Segment Start: TEXT SHOWN

I liked standing on the bridge wing at sunrise with salt spray in my face and clean ocean winds whipping in from the four quarters of the globe. 

I liked the sounds of the Navy - the piercing trill of the boatswain's pipe, the syncopated clangor of the ship's bell on the quarterdeck, harsh, and the strong language and laughter of sailors at work. 
 
  I liked Navy vessels -- plodding fleet auxiliaries and amphibs, sleek submarines and steady solid aircraft carriers. I liked the proud names of Navy ships: Midway, Lexington, Saratoga, Coral Sea, Antietam, Valley Forge - memorials of great battles won and tribulations overcome. 
 
  I liked the lean angular names of Navy "tin-cans" and escorts, mementos of heroes who went before us. And the cruisers - - San Jose, San Diego, Los Angeles, St. Paul, Chicago, Oklahoma City, named for our cities. 
 
  I liked the tempo of a Navy band. I liked liberty call and the spicy scent of a foreign port. I even liked the never-ending paperwork and all hands working parties as my ship filled herself with the multitude of supplies, both mundane and to cut ties to the land and carry out her mission, anywhere on the globe where there was water to float her. 
 
  I liked Sailors, Officers, Chiefs, & Enlisted Men from all parts of the land,  farms of the Midwest, small towns of New England, from the big cities, the mountains and the prairies, from all walks of life. I trusted and depended on them as they trusted and depended on me -- for professional competence, for comradeship, for strength and courage. In a word, they were "shipmates"; then and forever. 
 
  I liked the surge of adventure in my heart, when the word was passed: ''Now Hear This'' "Now station the special sea and anchor detail - all hands to quarters for leaving port," and I liked the infectious thrill of sighting home again, with the waving hands of welcome from family and friends waiting pier side
. The work was hard and dangerous; the going rough at times; the parting from loved ones painful, but the companionship of robust Navy laughter, the "all for one and one for all" philosophy of the sea was ever-present. 
   

I liked the fierce and dangerous activity on the flight deck of aircraft carriers, earlier named for battles won but sadly now named for politicians. Enterprise, Independence, Boxer, Princeton and oh so many more, some lost in battle, and sadly many scrapped.

Segment End: TEXT SHOWN
Segment Start: PROVIDED RECORDS

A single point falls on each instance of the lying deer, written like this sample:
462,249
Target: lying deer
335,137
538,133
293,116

Segment End: PROVIDED RECORDS
Segment Start: PROVIDED RECORDS

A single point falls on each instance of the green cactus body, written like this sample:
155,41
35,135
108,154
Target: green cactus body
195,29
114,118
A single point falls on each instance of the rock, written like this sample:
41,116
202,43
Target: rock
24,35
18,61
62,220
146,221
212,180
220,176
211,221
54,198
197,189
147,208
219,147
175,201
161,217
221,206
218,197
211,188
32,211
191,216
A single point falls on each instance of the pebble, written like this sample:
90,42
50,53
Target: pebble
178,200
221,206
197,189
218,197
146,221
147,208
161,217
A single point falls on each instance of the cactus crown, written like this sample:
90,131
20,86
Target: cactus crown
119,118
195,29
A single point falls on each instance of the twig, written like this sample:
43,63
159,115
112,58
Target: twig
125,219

Segment End: PROVIDED RECORDS
Segment Start: PROVIDED RECORDS

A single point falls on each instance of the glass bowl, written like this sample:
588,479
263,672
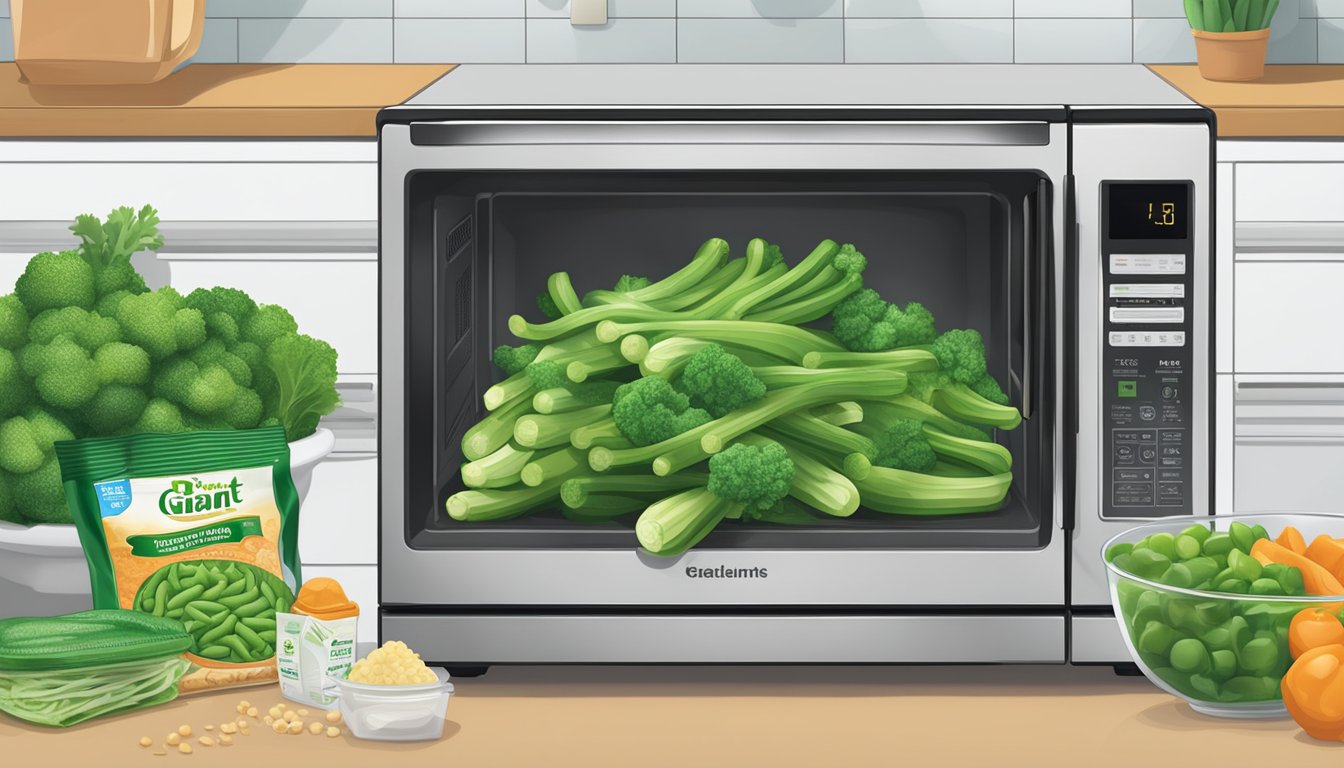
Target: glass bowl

Segment End: PROVIDED RECORDS

▶ _PROBLEM DESCRIPTION_
Answer these questions about the Navy reminiscence above:
1. Which cruisers does it name?
2. What sound of the boatswain's pipe does it mention?
3. What philosophy of the sea does it call ever-present?

▶ _RESPONSE BOX_
1. San Jose, San Diego, Los Angeles, St. Paul, Chicago, and Oklahoma City.
2. Its piercing trill.
3. The "all for one and one for all" philosophy.